**GOAL:** Retype every line of the entries below without changes, leaving the pictures out of your copy.

--- Start EXERCISE MATERIALS ---

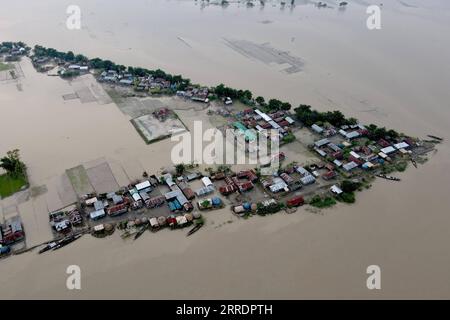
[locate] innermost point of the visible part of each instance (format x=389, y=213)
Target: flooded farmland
x=70, y=133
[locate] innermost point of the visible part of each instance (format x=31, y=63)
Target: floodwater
x=397, y=76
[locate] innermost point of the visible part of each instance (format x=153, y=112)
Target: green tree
x=260, y=100
x=180, y=168
x=12, y=164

--- End EXERCISE MATERIALS ---

**RESULT FOR THIS EXERCISE:**
[locate] innermost point of the visible part of each instance (format x=389, y=213)
Target: flooded farmland
x=70, y=133
[locate] innermost point of the visible part of each instance (format x=31, y=63)
Target: floodwater
x=397, y=76
[locate] innermost point of the visible part of each instance (format x=153, y=112)
Target: green tree
x=260, y=100
x=180, y=168
x=12, y=164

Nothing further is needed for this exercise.